# Prompt:
Please extract the lines that begin with the one containing "Annotation task — pin every instance of the village" and run through the final line, and copy them word for word.

# Records from a point labeling set:
########################################
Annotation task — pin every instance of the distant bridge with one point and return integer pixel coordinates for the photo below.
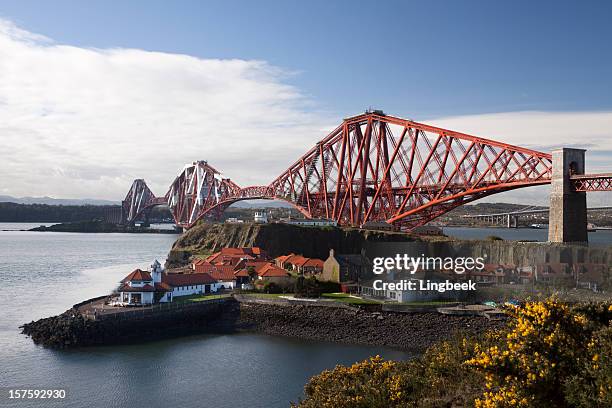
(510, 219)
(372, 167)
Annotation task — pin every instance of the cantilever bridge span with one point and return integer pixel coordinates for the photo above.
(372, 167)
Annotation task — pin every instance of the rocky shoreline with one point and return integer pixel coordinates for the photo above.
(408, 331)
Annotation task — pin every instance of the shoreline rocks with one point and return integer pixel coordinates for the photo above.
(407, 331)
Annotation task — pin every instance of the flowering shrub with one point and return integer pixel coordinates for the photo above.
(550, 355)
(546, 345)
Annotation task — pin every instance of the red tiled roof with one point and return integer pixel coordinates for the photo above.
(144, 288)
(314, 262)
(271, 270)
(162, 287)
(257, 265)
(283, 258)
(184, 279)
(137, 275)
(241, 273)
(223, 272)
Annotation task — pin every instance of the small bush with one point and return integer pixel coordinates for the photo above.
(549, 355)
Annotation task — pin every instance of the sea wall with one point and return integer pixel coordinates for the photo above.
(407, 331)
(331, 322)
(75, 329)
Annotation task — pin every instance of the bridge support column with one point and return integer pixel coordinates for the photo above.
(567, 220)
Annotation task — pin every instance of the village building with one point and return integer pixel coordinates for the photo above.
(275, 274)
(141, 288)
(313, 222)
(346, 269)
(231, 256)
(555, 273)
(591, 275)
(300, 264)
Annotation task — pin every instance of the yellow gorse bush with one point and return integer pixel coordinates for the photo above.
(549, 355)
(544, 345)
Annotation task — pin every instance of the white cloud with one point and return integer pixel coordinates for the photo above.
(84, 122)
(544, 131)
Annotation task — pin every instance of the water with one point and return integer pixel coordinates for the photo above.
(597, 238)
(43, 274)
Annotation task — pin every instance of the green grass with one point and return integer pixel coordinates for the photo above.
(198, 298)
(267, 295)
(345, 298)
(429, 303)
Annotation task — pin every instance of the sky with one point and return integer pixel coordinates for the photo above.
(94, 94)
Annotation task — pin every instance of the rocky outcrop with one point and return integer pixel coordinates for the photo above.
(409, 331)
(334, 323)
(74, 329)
########################################
# Expected answer:
Annotation task — pin every instance of the village building with one point and return integer pixel coordinates for the photo above.
(275, 274)
(141, 288)
(313, 222)
(346, 269)
(231, 256)
(555, 273)
(591, 275)
(300, 264)
Annotation task — pin every instance of the yellow gorse bush with one point and return integer pixel coordinates for the photo above.
(549, 355)
(544, 345)
Annotation task — pin every instance of the white cloud with one point and return integer pixel coordinates for the photo above.
(84, 122)
(544, 131)
Annotation task — pin every instance of the water with one point and return integer pixel coordinates for the photo above.
(597, 238)
(43, 274)
Annotation task — pin every instance of the green grass with one point and return integer pixel coordinates for the photo above.
(198, 298)
(267, 295)
(345, 298)
(429, 303)
Annotation task — pin every instance of the sky with one point and return integer pixel coordinates for the photo above.
(94, 94)
Annotation task — pin every instance of the rocky outcrop with one point and return integer pixel coordinates for the photo above.
(409, 331)
(334, 323)
(74, 329)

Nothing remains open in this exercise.